## Work required
Reproduce each of the following records line for line, with no changes.

## Data for this task
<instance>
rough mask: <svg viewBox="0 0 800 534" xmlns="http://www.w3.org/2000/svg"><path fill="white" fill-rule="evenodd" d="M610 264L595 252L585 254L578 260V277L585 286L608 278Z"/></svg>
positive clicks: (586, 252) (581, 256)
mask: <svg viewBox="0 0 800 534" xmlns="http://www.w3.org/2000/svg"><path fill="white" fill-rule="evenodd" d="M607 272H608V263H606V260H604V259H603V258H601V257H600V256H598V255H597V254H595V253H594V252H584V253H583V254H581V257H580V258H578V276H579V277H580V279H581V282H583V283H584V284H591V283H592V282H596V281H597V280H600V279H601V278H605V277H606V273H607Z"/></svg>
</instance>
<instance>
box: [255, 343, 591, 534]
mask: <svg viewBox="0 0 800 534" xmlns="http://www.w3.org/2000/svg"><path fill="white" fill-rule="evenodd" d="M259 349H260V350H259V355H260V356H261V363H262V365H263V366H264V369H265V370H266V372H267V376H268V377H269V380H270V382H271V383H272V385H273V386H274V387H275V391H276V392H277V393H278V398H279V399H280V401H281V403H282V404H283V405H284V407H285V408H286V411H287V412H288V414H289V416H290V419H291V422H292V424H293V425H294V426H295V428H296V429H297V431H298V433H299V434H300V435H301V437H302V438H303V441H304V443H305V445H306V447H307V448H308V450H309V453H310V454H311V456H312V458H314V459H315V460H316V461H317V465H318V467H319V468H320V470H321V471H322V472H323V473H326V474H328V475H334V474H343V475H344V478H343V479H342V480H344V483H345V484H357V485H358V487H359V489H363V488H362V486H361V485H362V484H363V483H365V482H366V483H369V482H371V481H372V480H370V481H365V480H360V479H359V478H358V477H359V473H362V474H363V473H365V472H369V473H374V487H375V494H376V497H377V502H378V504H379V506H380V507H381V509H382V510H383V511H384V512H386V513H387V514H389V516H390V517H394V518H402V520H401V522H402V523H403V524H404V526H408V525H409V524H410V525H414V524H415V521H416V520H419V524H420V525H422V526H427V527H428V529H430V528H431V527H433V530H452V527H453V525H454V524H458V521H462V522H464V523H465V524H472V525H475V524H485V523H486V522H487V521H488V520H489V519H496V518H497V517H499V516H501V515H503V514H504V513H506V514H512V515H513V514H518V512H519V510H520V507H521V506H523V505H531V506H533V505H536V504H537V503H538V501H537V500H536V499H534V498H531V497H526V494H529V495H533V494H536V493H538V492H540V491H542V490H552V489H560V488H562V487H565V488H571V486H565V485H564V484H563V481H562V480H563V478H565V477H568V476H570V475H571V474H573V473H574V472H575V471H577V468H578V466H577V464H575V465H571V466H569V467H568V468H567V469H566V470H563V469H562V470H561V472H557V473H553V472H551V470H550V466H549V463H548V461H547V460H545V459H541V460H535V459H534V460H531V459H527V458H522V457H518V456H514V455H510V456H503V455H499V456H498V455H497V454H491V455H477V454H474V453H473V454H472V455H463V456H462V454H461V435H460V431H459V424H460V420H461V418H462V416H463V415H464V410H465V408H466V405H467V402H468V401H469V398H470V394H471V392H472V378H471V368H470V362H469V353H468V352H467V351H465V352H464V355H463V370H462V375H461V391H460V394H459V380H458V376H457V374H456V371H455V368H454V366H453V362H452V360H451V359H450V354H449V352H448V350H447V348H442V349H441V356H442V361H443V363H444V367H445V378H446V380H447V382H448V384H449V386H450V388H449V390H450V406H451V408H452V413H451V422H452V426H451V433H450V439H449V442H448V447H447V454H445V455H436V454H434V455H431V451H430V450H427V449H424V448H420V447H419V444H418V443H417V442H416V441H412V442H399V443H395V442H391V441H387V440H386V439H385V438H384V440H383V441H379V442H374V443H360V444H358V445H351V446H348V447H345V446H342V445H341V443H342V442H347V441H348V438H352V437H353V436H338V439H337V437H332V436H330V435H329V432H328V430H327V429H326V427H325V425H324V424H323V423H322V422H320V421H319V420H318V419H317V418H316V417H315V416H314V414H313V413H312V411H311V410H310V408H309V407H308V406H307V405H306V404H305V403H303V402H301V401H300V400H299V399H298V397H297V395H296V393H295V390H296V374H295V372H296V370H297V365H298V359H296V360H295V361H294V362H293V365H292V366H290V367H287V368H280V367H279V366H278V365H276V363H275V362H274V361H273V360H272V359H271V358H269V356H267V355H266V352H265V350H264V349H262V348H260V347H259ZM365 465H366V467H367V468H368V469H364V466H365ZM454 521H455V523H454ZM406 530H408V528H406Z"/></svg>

## Answer for this exercise
<instance>
rough mask: <svg viewBox="0 0 800 534" xmlns="http://www.w3.org/2000/svg"><path fill="white" fill-rule="evenodd" d="M610 264L595 252L585 254L578 260V277L585 286L608 278Z"/></svg>
positive clicks: (586, 252) (581, 256)
mask: <svg viewBox="0 0 800 534" xmlns="http://www.w3.org/2000/svg"><path fill="white" fill-rule="evenodd" d="M607 272H608V263H606V260H604V259H603V258H601V257H600V256H598V255H597V254H595V253H594V252H584V253H583V254H581V257H580V258H578V276H579V277H580V279H581V282H583V283H584V284H591V283H592V282H596V281H597V280H600V279H601V278H605V277H606V273H607Z"/></svg>
</instance>
<instance>
box: [255, 343, 591, 534]
mask: <svg viewBox="0 0 800 534" xmlns="http://www.w3.org/2000/svg"><path fill="white" fill-rule="evenodd" d="M259 349H260V350H259V355H260V356H261V363H262V365H263V366H264V369H265V370H266V372H267V376H268V377H269V380H270V382H271V383H272V385H273V386H274V387H275V391H276V392H277V393H278V398H279V399H280V401H281V403H282V404H283V405H284V407H285V408H286V411H287V412H288V414H289V416H290V419H291V422H292V424H293V425H294V426H295V428H296V429H297V431H298V433H299V434H300V435H301V437H302V438H303V441H304V443H305V445H306V447H307V448H308V450H309V453H310V454H311V456H312V458H314V459H315V460H316V461H317V465H318V467H319V468H320V470H321V471H322V472H323V473H326V474H328V475H334V474H343V475H344V478H343V479H342V480H344V483H345V484H357V485H358V487H359V489H363V488H362V486H361V485H362V484H363V483H365V482H366V483H369V482H371V481H372V480H370V481H365V480H360V479H359V478H358V477H359V473H362V474H363V473H365V472H369V473H374V487H375V494H376V497H377V502H378V504H379V506H380V507H381V509H382V510H383V511H384V512H386V513H387V514H389V516H390V517H394V518H402V520H401V522H402V523H403V524H404V526H408V525H409V524H410V525H414V524H415V521H416V520H419V524H420V525H422V526H427V527H428V529H430V528H431V527H433V530H452V527H453V525H454V524H458V521H462V522H464V523H465V524H472V525H475V524H485V523H486V522H487V521H488V520H489V519H496V518H497V517H499V516H501V515H503V514H504V513H506V514H512V515H513V514H518V512H519V510H520V507H521V506H523V505H531V506H533V505H536V504H537V503H538V501H537V500H536V499H534V498H531V497H526V494H529V495H533V494H536V493H538V492H540V491H542V490H552V489H560V488H562V487H565V488H571V486H565V485H564V484H563V481H562V480H563V478H565V477H568V476H570V475H571V474H573V473H574V472H575V471H577V468H578V466H577V464H575V465H571V466H569V467H568V468H567V469H566V470H563V469H562V470H561V472H557V473H553V472H551V470H550V466H549V463H548V461H547V460H545V459H541V460H535V459H534V460H531V459H527V458H522V457H518V456H514V455H510V456H503V455H499V456H498V455H497V454H491V455H477V454H474V453H473V454H472V455H463V456H462V454H461V435H460V431H459V424H460V420H461V418H462V416H463V415H464V410H465V408H466V405H467V402H468V401H469V398H470V394H471V392H472V378H471V368H470V362H469V353H468V352H467V351H465V352H464V355H463V370H462V375H461V391H460V394H459V380H458V376H457V374H456V371H455V368H454V366H453V362H452V360H451V359H450V354H449V352H448V350H447V348H442V349H441V356H442V361H443V363H444V367H445V378H446V380H447V382H448V384H449V386H450V388H449V390H450V406H451V408H452V413H451V422H452V426H451V433H450V439H449V442H448V447H447V454H445V455H436V454H434V455H431V451H430V450H427V449H424V448H420V447H419V444H418V443H417V442H416V441H412V442H399V443H395V442H391V441H387V440H386V439H385V438H384V440H383V441H379V442H374V443H360V444H358V445H351V446H348V447H345V446H342V445H341V443H342V442H347V441H348V438H352V437H353V436H338V439H337V437H332V436H330V435H329V432H328V430H327V429H326V427H325V425H324V424H323V423H322V422H320V421H319V420H318V419H317V418H316V417H315V416H314V414H313V413H312V411H311V410H310V408H309V407H308V406H307V405H306V404H305V403H303V402H301V401H300V400H299V399H298V397H297V395H296V393H295V390H296V374H295V372H296V370H297V365H298V359H296V360H295V361H294V362H293V365H292V366H290V367H287V368H280V367H279V366H278V365H276V363H275V362H274V361H273V360H272V359H271V358H269V356H267V355H266V352H265V350H264V349H262V348H260V347H259ZM365 465H366V467H367V468H368V469H364V466H365ZM454 521H455V523H454ZM406 530H408V528H406Z"/></svg>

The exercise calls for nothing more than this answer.